• [Seçilen metin]
Tarihsel süreç içersinde farklı da olsa herkesin kendine özgü metotlarla yetiştireceği bir yolculuk. Her şey şekilden öte insan olabilmek için…

Farklı zamanlarda, farklı zeminlerde ve farklı şekillerde öğrenilen bir hayat. Bazen deneme- yanılma, bazen şartlanma ve dahası bilinçli bir şekilde öğrenilen hayatta birçok rehberler vardır insanoğlunun kendine. En yakın aile, akraba, eş-dost, eğitim gördüğü çevre. Dahası arifler, bilginler, düşünürler, yöneticiler, sanatkârlar insana şekil verme ve insanı mutlu etme adına silinmez altın yaldızlı harflere genç kalmışlar hep ifadelerinde.

Her şey kendi kendine yeterli olmanın ötesinde çevresine de faydası dokunan, dünyanın devamında sağlam bir karakterle karınca misali de olsa hayata katkıda bulunmak için.

Hayatın bir amacı, hedefi olduğuna ve insan başıboş yaratılmadığına göre!
Güzelin, doğrunun, şefkatin, sevginin, kültürel yaşam değerleri ile uyumlu azimli, güvenilir, samimi, ilkeli, vakur bir hayatı kim arzu etmez ki?

• [Sağlanan veriler]
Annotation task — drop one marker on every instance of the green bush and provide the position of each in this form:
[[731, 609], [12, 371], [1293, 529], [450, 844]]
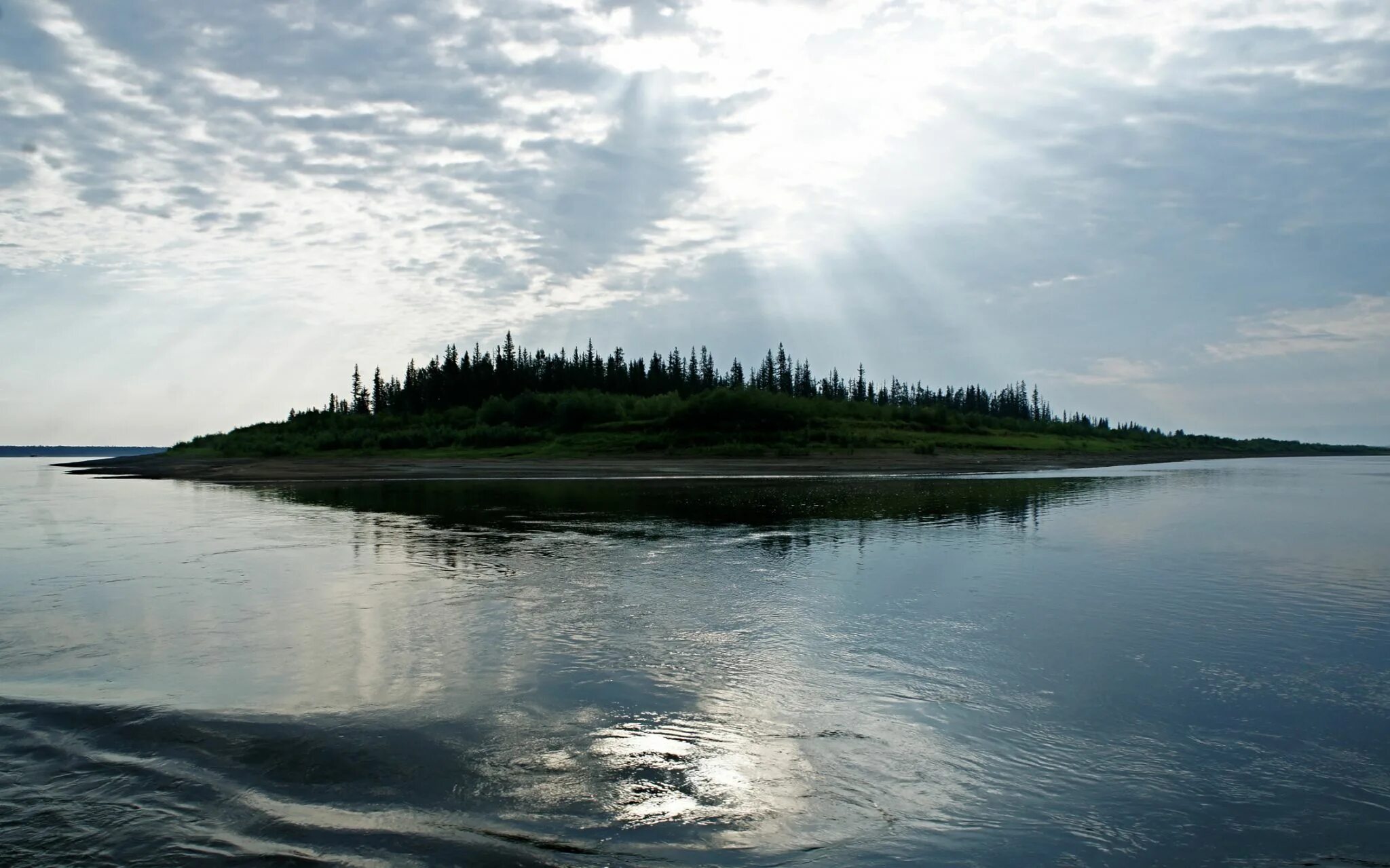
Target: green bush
[[495, 411]]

• [Görev]
Seçilen metinde "Her şey kendi" sözlerinin geçtiği yerden başlayıp "arzu etmez ki?" sözlerinden sonra biten bölümü hiç değiştirmeden geri verin. Yanıt verirken yalnızca seçilen metne dayanın.

• [Yazılı yanıt]
Her şey kendi kendine yeterli olmanın ötesinde çevresine de faydası dokunan, dünyanın devamında sağlam bir karakterle karınca misali de olsa hayata katkıda bulunmak için.

Hayatın bir amacı, hedefi olduğuna ve insan başıboş yaratılmadığına göre!
Güzelin, doğrunun, şefkatin, sevginin, kültürel yaşam değerleri ile uyumlu azimli, güvenilir, samimi, ilkeli, vakur bir hayatı kim arzu etmez ki?